Region pointing data
• • •

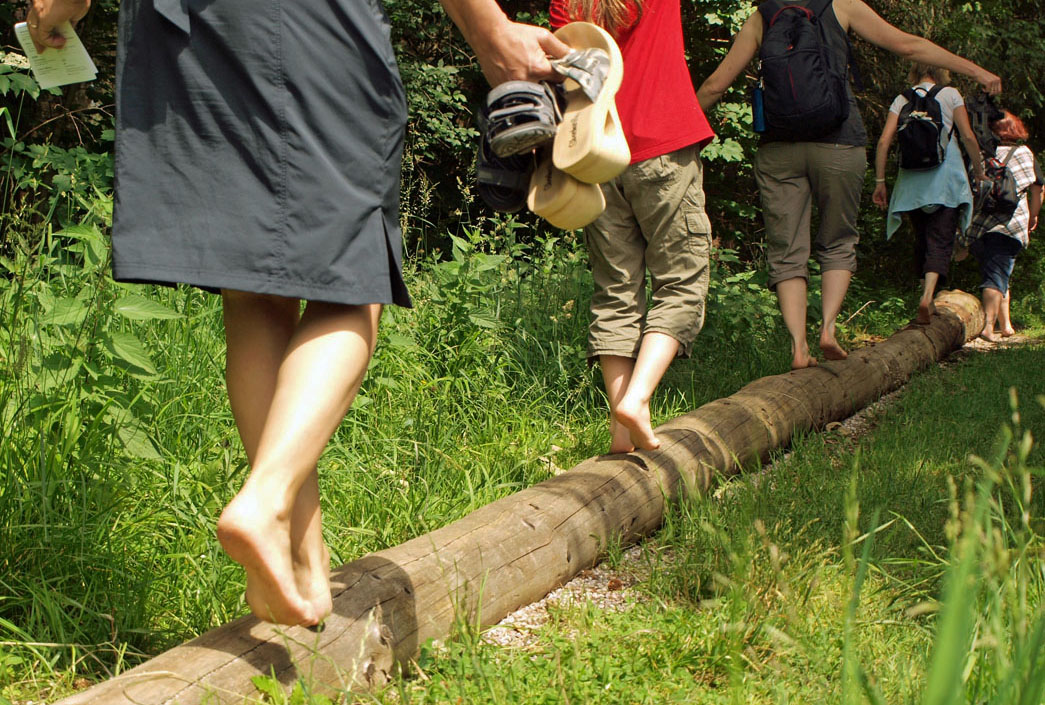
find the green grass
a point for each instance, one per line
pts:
(822, 581)
(117, 451)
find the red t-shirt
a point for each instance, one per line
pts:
(656, 101)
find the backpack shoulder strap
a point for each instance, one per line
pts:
(817, 6)
(768, 10)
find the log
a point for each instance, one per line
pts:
(515, 550)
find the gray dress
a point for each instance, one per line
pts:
(258, 146)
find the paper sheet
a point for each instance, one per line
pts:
(71, 64)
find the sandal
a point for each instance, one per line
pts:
(560, 198)
(589, 143)
(502, 183)
(521, 115)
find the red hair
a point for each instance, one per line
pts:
(1009, 128)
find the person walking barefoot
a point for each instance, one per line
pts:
(273, 178)
(654, 219)
(828, 169)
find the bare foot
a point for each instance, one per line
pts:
(831, 349)
(925, 311)
(312, 579)
(634, 415)
(806, 360)
(253, 536)
(620, 438)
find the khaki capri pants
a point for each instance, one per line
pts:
(654, 220)
(790, 175)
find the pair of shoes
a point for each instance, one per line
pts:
(502, 182)
(578, 117)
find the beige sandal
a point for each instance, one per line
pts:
(561, 200)
(589, 143)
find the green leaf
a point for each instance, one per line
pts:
(130, 349)
(137, 443)
(270, 686)
(141, 308)
(484, 320)
(66, 311)
(400, 342)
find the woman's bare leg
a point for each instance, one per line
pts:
(616, 376)
(992, 305)
(791, 295)
(632, 412)
(273, 526)
(834, 285)
(1004, 323)
(925, 306)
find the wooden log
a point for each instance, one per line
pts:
(516, 549)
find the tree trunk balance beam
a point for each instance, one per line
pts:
(517, 549)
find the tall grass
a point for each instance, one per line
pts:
(117, 447)
(869, 601)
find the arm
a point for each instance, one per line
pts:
(1035, 204)
(743, 50)
(44, 16)
(506, 50)
(969, 141)
(881, 194)
(865, 22)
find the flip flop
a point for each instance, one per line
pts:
(589, 143)
(561, 200)
(523, 115)
(501, 182)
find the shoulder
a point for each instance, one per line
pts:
(898, 103)
(951, 96)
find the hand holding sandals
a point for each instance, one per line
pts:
(506, 50)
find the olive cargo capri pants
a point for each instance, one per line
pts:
(655, 220)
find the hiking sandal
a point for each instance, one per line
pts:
(521, 115)
(501, 182)
(589, 143)
(560, 198)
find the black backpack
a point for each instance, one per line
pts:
(982, 111)
(1002, 197)
(921, 136)
(804, 93)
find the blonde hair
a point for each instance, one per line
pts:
(610, 15)
(938, 75)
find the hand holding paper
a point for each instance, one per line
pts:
(70, 64)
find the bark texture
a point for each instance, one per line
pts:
(516, 549)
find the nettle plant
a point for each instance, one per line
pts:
(41, 181)
(71, 341)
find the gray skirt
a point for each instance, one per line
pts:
(258, 146)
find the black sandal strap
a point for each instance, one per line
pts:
(588, 67)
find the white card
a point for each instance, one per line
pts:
(71, 64)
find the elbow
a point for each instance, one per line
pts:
(909, 47)
(709, 94)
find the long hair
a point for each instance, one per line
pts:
(1009, 128)
(938, 75)
(610, 15)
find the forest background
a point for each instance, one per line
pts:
(116, 446)
(57, 145)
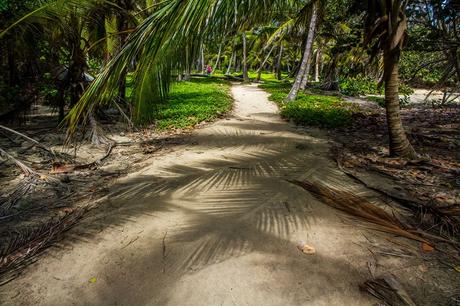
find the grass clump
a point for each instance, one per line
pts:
(190, 103)
(316, 110)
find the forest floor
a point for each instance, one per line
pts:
(215, 219)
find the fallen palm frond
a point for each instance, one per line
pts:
(64, 168)
(444, 219)
(29, 139)
(25, 169)
(22, 248)
(389, 290)
(362, 209)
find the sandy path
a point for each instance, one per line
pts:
(214, 223)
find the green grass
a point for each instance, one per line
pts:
(190, 103)
(311, 109)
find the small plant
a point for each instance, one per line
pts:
(358, 86)
(316, 110)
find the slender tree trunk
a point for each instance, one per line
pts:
(259, 71)
(399, 144)
(330, 80)
(232, 58)
(301, 78)
(311, 37)
(278, 63)
(218, 55)
(12, 69)
(245, 60)
(203, 67)
(319, 59)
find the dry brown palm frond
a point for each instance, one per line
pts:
(22, 248)
(362, 209)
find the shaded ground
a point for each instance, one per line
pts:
(218, 223)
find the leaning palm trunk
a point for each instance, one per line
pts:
(387, 30)
(278, 64)
(311, 37)
(305, 65)
(319, 56)
(399, 144)
(230, 63)
(259, 71)
(245, 59)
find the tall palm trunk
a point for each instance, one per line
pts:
(187, 64)
(399, 144)
(245, 59)
(230, 63)
(203, 68)
(278, 63)
(319, 58)
(305, 64)
(259, 71)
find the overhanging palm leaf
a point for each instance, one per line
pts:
(157, 50)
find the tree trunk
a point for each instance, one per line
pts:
(187, 64)
(245, 60)
(301, 78)
(399, 144)
(230, 63)
(203, 68)
(319, 59)
(259, 71)
(278, 63)
(309, 46)
(12, 69)
(330, 80)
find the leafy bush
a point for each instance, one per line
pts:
(358, 86)
(317, 110)
(191, 103)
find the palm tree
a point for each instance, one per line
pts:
(386, 27)
(302, 75)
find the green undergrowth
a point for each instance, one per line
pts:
(311, 109)
(190, 103)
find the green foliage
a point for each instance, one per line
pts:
(421, 68)
(358, 86)
(317, 110)
(191, 103)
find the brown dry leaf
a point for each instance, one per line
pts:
(426, 248)
(306, 249)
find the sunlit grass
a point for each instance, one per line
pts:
(311, 109)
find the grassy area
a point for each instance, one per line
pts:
(190, 103)
(311, 109)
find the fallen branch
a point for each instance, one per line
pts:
(29, 139)
(389, 290)
(59, 168)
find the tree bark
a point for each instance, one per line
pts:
(259, 71)
(399, 144)
(245, 60)
(187, 64)
(230, 63)
(301, 78)
(319, 58)
(278, 63)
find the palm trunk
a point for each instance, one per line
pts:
(187, 64)
(309, 46)
(245, 60)
(399, 144)
(259, 71)
(319, 57)
(301, 78)
(203, 68)
(278, 64)
(230, 63)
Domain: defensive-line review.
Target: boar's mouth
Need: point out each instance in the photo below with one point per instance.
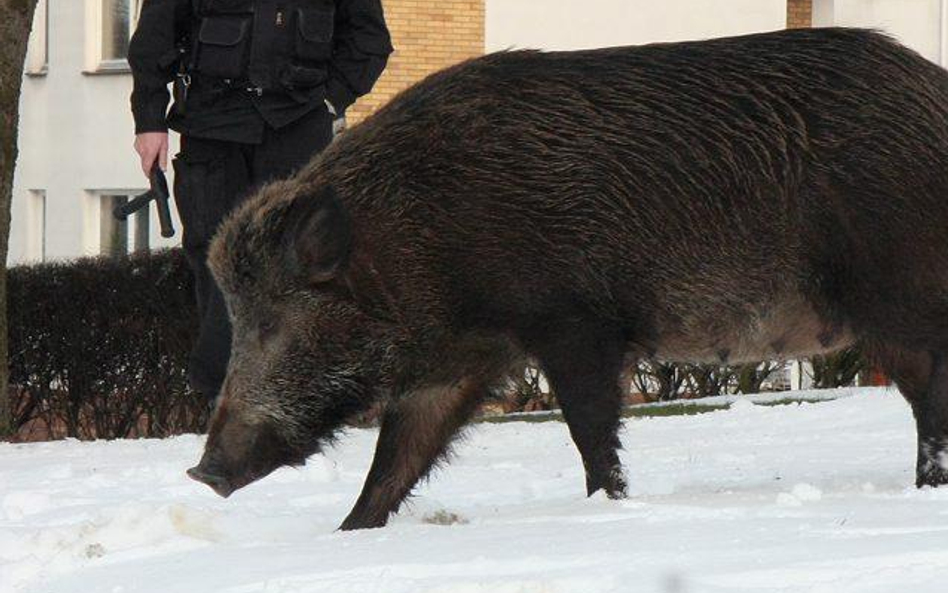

• • •

Set down, exactly as they appear above, all lines from the one that has "find the gray dress" down to the one that has "find the green leaf", including those two and no others.

> **SOLUTION TO THE EXERCISE**:
find the gray dress
a point for each instance, one per line
pts:
(258, 146)
find the paper sheet
a point for each instance, one per line
pts:
(71, 64)
find the sandal
a point for each instance, one per line
pts:
(560, 198)
(589, 143)
(502, 183)
(521, 115)
find the red hair
a point for each instance, one per line
pts:
(1009, 128)
find the person walking barefoot
a point for each instance, one per line
pts:
(273, 178)
(654, 219)
(828, 169)
find the bare foot
a point for each instance, one per line
pts:
(831, 349)
(925, 311)
(312, 579)
(634, 415)
(806, 360)
(253, 536)
(620, 438)
find the khaki capri pants
a point for each instance, one per line
pts:
(654, 220)
(790, 175)
find the pair of shoes
a point for each instance, one per line
pts:
(502, 182)
(578, 117)
find the beige sandal
a point for each instance, one per line
pts:
(561, 200)
(589, 143)
find the green leaf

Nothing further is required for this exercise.